STUDY TEXT:
☆ ☆ ☆
Herbert Spencer's attempt to revive, at any rate in part, Evemero's
theory of the origin of myths will not be successful, and it may prove
injurious to science. First, because all myths cannot be reduced, to
personal or historical facts; and next, because the primitive value of
many of them is so clear and distinct in their mode of expression that
it is not possible to derive them from any source but the direct
personification of natural phenomena. Nor does it appear to me to be
always and altogether certain that the origin of myths, also caused by
the double personality discerned in the shadow of the body itself, in
the images reflected by liquid substances, in echoes and visions of the
night, can be all ascribed to the worship of the dead.

The worship of the dead is undoubtedly universal. There is no people,
ancient or modern, civilized or savage, by whom it has not been
practised; the fact is proved by history, philology and ethnography. But
if the worship of the dead is a constant form, manifested everywhere, it
flourishes and is interwoven with a multitude of other mythical forms
and superstitious beliefs which cannot in any way be reduced to this
single form of worship, nor be derived from it. This worship is
undoubtedly one of the most abundant sources of myth, and Spencer, with
his profound knowledge and keen discernment, was able to discuss the
hypothesis as it deserves; whence his book, even from this point of
view, is a masterpiece of analysis, like all those which issue from his
powerful mind.

Yet even if the truth of this doctrine should be in great measure
proved, the question must still be asked how it happens that man
vivifies and personifies his own image in duplicate, or else the
apparitions of dreams or their reflections, and the echoes of nature,
and ultimately the spirits of the dead.
☆ ☆ ☆
SUPPLIED DATA:
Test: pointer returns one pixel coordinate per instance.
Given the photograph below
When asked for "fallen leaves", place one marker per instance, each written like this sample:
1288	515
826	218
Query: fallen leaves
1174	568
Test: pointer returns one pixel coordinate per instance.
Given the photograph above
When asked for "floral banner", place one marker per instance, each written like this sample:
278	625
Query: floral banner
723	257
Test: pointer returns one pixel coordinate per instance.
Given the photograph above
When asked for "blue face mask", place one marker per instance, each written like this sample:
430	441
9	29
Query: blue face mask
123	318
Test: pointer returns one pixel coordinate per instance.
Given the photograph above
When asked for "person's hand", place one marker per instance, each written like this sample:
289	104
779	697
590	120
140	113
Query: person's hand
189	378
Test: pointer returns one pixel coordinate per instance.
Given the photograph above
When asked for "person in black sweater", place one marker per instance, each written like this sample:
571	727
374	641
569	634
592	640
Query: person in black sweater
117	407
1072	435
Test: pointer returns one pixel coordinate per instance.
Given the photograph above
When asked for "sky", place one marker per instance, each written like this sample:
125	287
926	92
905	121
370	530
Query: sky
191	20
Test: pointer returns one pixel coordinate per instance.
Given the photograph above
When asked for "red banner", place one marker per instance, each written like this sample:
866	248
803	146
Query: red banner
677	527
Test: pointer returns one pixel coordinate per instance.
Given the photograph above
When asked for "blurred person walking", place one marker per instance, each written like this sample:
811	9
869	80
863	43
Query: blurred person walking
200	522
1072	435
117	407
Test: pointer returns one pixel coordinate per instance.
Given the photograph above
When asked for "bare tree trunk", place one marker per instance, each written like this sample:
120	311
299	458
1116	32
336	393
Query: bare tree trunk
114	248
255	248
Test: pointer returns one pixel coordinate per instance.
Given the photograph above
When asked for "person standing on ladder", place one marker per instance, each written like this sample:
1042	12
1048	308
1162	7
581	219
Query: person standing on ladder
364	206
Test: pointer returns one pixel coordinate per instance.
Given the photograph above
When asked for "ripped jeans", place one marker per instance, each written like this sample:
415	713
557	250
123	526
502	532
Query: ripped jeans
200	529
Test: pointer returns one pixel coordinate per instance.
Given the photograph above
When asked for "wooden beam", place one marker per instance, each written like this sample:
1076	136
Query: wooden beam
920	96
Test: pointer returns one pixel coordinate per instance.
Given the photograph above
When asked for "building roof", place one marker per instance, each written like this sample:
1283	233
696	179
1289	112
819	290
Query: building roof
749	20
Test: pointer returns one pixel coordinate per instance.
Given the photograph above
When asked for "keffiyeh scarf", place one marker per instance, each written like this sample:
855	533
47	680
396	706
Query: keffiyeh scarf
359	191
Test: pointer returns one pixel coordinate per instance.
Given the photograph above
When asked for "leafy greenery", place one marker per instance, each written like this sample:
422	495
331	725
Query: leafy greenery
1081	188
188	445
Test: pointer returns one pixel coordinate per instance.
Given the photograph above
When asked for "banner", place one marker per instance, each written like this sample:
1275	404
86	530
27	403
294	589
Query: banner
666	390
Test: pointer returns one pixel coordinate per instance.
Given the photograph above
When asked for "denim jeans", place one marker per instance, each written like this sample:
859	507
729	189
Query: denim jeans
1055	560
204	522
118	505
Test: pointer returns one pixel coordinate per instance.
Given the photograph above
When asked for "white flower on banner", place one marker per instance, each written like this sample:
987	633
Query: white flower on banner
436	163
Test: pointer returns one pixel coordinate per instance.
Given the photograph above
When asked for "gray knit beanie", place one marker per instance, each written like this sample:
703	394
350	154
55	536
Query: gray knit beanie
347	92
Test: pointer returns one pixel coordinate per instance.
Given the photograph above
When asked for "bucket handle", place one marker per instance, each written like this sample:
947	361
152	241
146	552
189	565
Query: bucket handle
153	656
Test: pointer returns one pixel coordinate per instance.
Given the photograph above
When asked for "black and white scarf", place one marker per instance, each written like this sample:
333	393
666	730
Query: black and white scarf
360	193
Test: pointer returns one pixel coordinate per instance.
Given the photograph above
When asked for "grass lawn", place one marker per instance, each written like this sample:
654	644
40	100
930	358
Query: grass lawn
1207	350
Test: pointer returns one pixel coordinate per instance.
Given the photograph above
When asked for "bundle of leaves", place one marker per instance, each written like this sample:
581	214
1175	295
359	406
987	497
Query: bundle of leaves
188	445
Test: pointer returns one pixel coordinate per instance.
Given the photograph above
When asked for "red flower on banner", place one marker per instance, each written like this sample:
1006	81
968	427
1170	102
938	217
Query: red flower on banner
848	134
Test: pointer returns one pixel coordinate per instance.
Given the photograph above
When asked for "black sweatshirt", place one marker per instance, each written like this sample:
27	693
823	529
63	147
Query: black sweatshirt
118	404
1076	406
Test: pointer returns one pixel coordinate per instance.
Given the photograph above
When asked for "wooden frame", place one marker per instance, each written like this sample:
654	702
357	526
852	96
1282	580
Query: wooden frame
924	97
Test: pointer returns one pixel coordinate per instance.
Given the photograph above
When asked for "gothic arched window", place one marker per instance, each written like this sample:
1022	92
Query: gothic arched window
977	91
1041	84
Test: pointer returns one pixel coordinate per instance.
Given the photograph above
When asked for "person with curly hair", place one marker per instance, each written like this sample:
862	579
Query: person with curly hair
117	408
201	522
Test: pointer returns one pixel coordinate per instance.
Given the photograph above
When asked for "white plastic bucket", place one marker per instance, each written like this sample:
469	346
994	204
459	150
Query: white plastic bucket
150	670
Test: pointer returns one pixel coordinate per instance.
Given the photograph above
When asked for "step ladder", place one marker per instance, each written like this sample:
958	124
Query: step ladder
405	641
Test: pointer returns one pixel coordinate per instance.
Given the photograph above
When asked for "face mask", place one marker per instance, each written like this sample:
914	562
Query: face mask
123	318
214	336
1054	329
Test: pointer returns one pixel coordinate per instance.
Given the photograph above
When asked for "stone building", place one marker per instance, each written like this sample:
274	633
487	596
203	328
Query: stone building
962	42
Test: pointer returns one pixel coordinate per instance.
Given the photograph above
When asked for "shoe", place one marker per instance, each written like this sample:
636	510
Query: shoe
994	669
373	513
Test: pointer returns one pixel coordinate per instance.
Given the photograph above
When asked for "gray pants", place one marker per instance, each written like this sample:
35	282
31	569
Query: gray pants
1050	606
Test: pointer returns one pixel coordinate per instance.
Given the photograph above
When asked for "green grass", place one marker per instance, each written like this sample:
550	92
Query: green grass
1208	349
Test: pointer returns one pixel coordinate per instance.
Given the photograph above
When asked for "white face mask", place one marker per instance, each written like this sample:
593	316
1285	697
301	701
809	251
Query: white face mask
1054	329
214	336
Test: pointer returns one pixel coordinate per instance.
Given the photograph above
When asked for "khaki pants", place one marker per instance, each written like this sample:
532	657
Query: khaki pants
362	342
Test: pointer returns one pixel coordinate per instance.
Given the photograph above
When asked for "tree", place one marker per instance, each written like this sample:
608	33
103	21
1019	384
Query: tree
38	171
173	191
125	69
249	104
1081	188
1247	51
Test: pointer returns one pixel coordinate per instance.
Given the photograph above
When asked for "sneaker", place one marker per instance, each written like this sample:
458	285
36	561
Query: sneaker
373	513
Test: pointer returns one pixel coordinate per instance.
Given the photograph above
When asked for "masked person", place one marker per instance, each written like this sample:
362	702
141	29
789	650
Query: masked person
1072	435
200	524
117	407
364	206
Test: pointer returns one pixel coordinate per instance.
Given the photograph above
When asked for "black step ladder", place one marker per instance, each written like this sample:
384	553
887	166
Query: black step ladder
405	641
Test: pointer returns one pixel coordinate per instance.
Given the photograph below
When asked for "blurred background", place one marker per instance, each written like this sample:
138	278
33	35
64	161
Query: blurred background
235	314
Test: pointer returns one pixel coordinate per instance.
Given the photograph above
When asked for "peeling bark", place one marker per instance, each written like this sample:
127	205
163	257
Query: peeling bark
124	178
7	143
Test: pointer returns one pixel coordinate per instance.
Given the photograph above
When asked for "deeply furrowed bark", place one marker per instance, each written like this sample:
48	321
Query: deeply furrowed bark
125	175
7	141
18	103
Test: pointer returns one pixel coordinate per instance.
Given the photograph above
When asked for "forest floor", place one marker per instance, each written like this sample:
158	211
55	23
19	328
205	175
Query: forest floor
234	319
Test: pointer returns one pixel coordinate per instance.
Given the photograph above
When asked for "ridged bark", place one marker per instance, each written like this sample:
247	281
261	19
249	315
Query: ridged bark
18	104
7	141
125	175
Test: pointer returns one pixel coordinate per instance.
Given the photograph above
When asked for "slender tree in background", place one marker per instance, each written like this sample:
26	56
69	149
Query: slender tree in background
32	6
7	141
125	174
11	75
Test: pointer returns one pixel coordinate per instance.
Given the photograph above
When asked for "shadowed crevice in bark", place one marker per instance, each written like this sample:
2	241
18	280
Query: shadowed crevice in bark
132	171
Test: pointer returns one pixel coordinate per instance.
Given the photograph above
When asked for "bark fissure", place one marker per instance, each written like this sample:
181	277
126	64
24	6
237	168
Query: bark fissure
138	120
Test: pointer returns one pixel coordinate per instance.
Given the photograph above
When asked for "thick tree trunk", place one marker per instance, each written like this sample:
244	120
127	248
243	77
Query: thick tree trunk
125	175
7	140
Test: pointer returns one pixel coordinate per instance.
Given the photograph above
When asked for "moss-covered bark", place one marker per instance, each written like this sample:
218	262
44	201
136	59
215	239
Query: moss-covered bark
☆ ☆ ☆
TASK ITEM:
Copy the passage on the origin of myths word for word, between "Yet even if" and "spirits of the dead.", inclusive.

SOLVED PROBLEM:
Yet even if the truth of this doctrine should be in great measure
proved, the question must still be asked how it happens that man
vivifies and personifies his own image in duplicate, or else the
apparitions of dreams or their reflections, and the echoes of nature,
and ultimately the spirits of the dead.